YARGITAY KARARI
DAİRE : 14. Ceza Dairesi
ESAS NO : 2014/7692
KARAR NO : 2017/3066
KARAR TARİHİ : 05.06.2017
MAHKEMESİ :Ağır Ceza Mahkemesi
SUÇ : Kişiyi hürriyetinden yoksun kılma (ikişer kez), nitelikli yağma, kasten yaralama
HÜKÜM : Sanıklar ile suça sürüklenen çocuk … haklarında zincirleme şekilde kişiyi hürriyetinden yoksun kılma ve sanık … hakkında mağdur …’a yönelik kasten yaralama ile mağdur …’e yönelik nitelikli yağma eylemi kasten yaralama kabul edilerek bu suçtan (iki kez) mahkûmiyet; sanıklar …, …. ile suça sürüklenen çocuk … haklarında mağdur …’a yönelik kasten yaralama ve sanıklar …, …an ile suça sürüklenen çocuk … haklarında mağdur …’e yönelik nitelikli yağma eylemleri kasten yaralama ve sanık …’ın mağdur …’e yönelik nitelikli yağma eylemi kasten yaralama ile hırsızlık kabul edilerek bu suçlardan kurulan hükümlerin açıklanmasının geri bırakılmasına
İlk derece mahkemesince verilen hükümler temyiz edilmekle dosya incelendi.
Sanık … hakkında mağdur …’a yönelik kasten yaralama suçundan açılan kamu davası ile ilgili olarak zamanaşımı süresi içerisinde hüküm kurulması mümkün görülmüştür.

● Alıştırma 1:
Yargıtay kararında "Sanık … hakkında mağdur …’a yönelik kasten yaralama suçundan" sözcüklerini içeren yerle başlayıp "kurulması mümkün görülmüştür." ile biten bölümü olduğu gibi yazın.
● Alıştırma 2:
Yargıtay kararının metnini kaldığı yerden sürdürün.

● Ham veri:

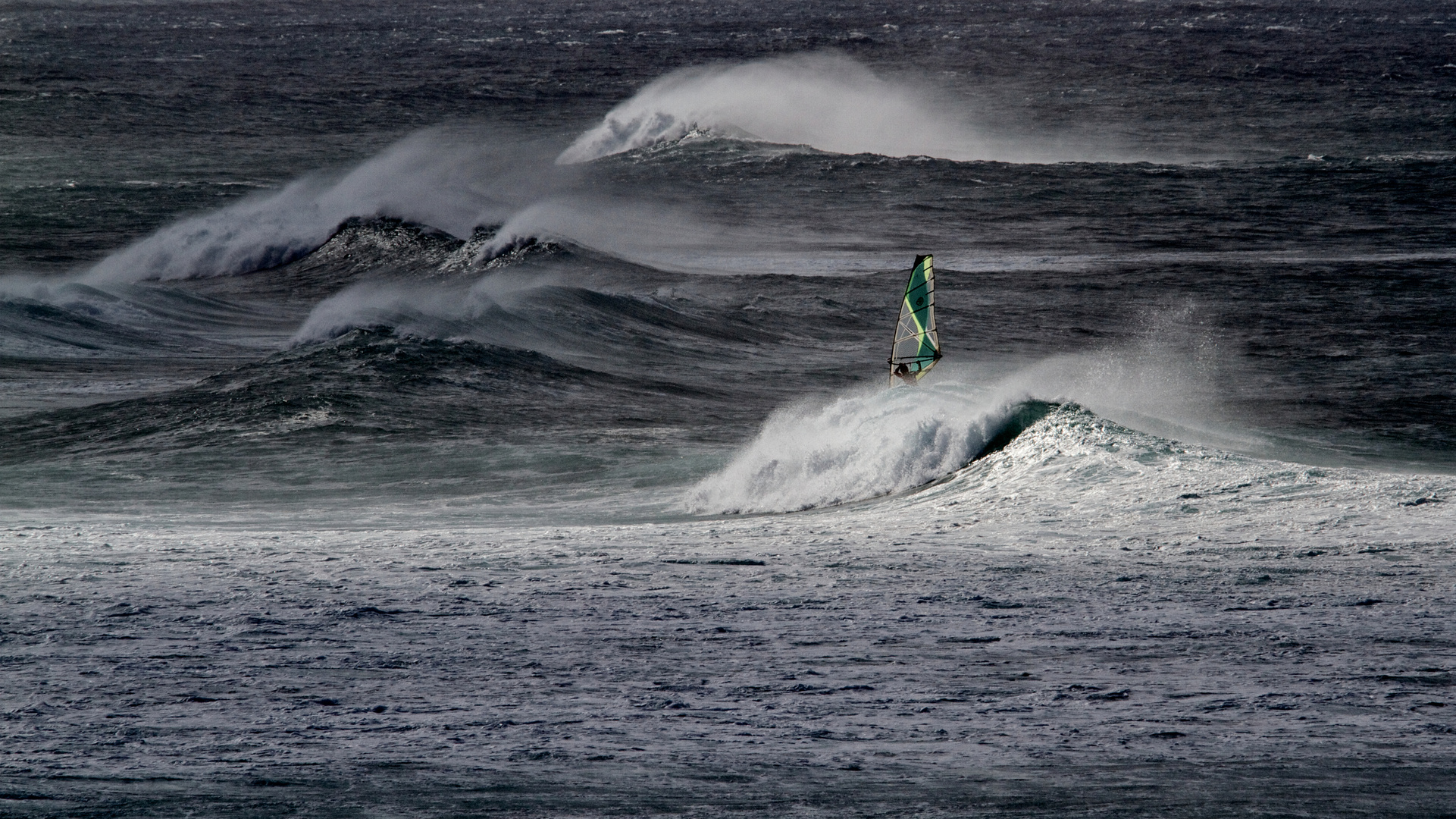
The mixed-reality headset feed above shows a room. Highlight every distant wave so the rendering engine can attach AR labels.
[556,54,1082,165]
[82,131,552,284]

● Beklenen çıktı 1:
Sanık … hakkında mağdur …’a yönelik kasten yaralama suçundan açılan kamu davası ile ilgili olarak zamanaşımı süresi içerisinde hüküm kurulması mümkün görülmüştür.

● Beklenen çıktı 2:
Sanıklar …, …., … ile suça sürüklenen çocuk … haklarında kasten yaralama suçundan (… hakkında bir kez, diğerleri yönünden ikişer kez) ve sanık … hakkında hırsızlık suçundan verilen hükümlerin açıklanmasının geri bırakılmasına dair kararların 5271 sayılı CMK’nın 231/12. maddesi uyarınca itirazı kabil olup temyizi mümkün bulunmadığından ve sanıklar ile suça sürüklenen çocuk müdafilerinin bu karara yönelik temyiz istemlerinin aynı Kanunun 264. maddesi gereğince itiraz kabulü ile mahallinde merciince değerlendirilmesi gerektiğinden, incelemenin sanıklar haklarında kişiyi hürriyetinden yoksun kılma ve sanık … hakkında kasten yaralama (iki kez) suçlarından kurulan hükümlerle sınırlı olarak ve hükmedilen ceza miktarları nazara alındığında sanıklar …, … ile suça sürüklenen çocuk müdafilerinin kanuni süresinden sonra yaptıkları duruşmalı inceleme taleplerinin 5320 sayılı Kanunun 8/1. maddesi gözetilerek 1412 sayılı CMUK’nın 318. maddesi uyarınca reddiyle, incelemenin duruşmasız yapılmasına karar verildikten sonra gereği düşünüldü:
Sanıklar …, …., … ile … haklarında kişiyi hürriyetinden yoksun kılma ve sanık … hakkında kasten yaralama (iki kez) suçlarından kurulan hükümlerin incelenmesinde,
5237 sayılı TCK’nın 53. maddesi ile ilgili olarak 24.11.2015 tarihli, 29542 sayılı Resmi Gazetede yayımlanarak yürürlüğe giren Anayasa Mahkemesinin 08.10.2015 gün ve 2014/140 Esas, 2015/85 Karar sayılı ilamıyla verilen iptal kararının infaz aşamasında nazara alınması mümkün görülmüştür.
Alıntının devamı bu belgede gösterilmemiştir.